But more and more teams are starting to feel it: the website doesn't feel like a useful tool anymore. It feels more like a backlog. Every new landing page needs a ticket. Small text changes go through developers. Releases take longer than marketing can actually afford.

Webflow doesn't solve this with a magic button. In a glance, the switch from TYPO3 to Webflow might seem like a complicated migration project. But if you approach it systematically, your team will end up with significantly more control and the ability to respond more flexibly to current market conditions.

Why migrate from TYPO3 to Webflow?

The requirements for company websites have changed a lot. A few years ago, a web presence was often just a digital brochure or a business card, mostly static in nature. You'd update it every few months, rarely add new content, and barely touch anything technical.

Today, marketing works very differently. Campaigns run faster. Content changes more often. Teams test landing pages, adjust copy, publish case studies, and want to update forms without long approval chains. Increasingly dynamic market conditions demand equally flexible approaches to digital customer acquisition and retention.

TYPO3 can do all of this, but in many long-standing installations, it gets tedious. Design, content, extensions, roles, and custom technical solutions are often tightly coupled. A small overhaul then creates more work than it should.

Here are the things that bother teams the most:

  • Your team needs outside help for small adjustments.
  • Updates, maintenance, and extensions cause ongoing costs.
  • Editors struggle to find their way around old TYPO3 structures.
  • Creating new pages requires too many approval rounds.
  • Old templates slow down mobile optimization and campaign work.

But the biggest disadvantage isn't always the immediate technical weakness or the cost. The missed opportunities can be far more critical. A campaign goes live late. A product launch doesn't get its own landing page. An old form stays online because nobody can optimize it quickly. These small blockers add up and noticeably slow down marketing, sales, and ultimately growth.

Webflow is a better fit for companies that want to actively use their website as a modern marketing channel. The visual builder combines design, CMS, and hosting in one environment. After a bit of training, marketing teams can maintain pages themselves, swap content, and create new CMS-based sections.

Webflow CMS item editor showing collection fields like name, slug, image, and title, which is how content is structured after you migrate from TYPO3 to Webflow

That doesn't mean TYPO3 is bad. TYPO3 remains strong if you need very granular permissions, deep system customizations, self-hosting, or particularly large multilingual structures. But for many marketing websites, the effort outweighs the benefit.

Webflow vs. TYPO3: key differences at a glance

Area TYPO3 Webflow
Day-to-day usability Powerful, but often technically demanding Visual builder with direct page preview
Developer dependency High for many types of changes Content can be managed independently, and new pages can be built using components
Maintenance Updates, extensions, and hosting all need active management Hosting, security updates, and platform operations are handled centrally by Webflow
Campaign speed New landing pages often need technical approvals Marketing can publish pages and content flexibly, based on pre-built components
Design freedom Strong, but usually template- and developer-dependent Very flexible in the visual design process
CMS structure Powerful, complex, and often shaped by legacy decisions Clearly manageable through collections, fields, and templates
Roles and permissions Very finely configurable Good for cleanly separating design, development, marketing, and content; larger teams get additional control and security features through Webflow Enterprise
Multilingual support Strong for large, complex setups Natively supported with Webflow Localization (including AI translation)

- [SET PROBLEM 1]: Based on the TYPO3-to-Webflow article, explain why a small overhaul of a long-standing TYPO3 installation creates more work than it should.
- [SET PROBLEM 2]: List each issue that the TYPO3-to-Webflow article names among the things that bother teams the most.
These entries come from a source other than the TYPO3-to-Webflow article.

(Shape labeling entries)
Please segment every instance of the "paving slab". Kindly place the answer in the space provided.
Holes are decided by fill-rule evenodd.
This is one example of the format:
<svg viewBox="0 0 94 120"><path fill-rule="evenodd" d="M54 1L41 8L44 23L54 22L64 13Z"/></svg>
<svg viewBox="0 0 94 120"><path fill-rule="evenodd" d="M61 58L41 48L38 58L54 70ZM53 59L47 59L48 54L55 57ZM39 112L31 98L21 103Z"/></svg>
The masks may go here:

- [WORKED ANSWER 1]: In many long-standing TYPO3 installations, design, content, extensions, roles, and custom technical solutions are often tightly coupled. That coupling is why even a small overhaul creates more work than it should.

- [WORKED ANSWER 2]:
- Your team needs outside help for small adjustments.
- Updates, maintenance, and extensions cause ongoing costs.
- Editors struggle to find their way around old TYPO3 structures.
- Creating new pages requires too many approval rounds.
- Old templates slow down mobile optimization and campaign work.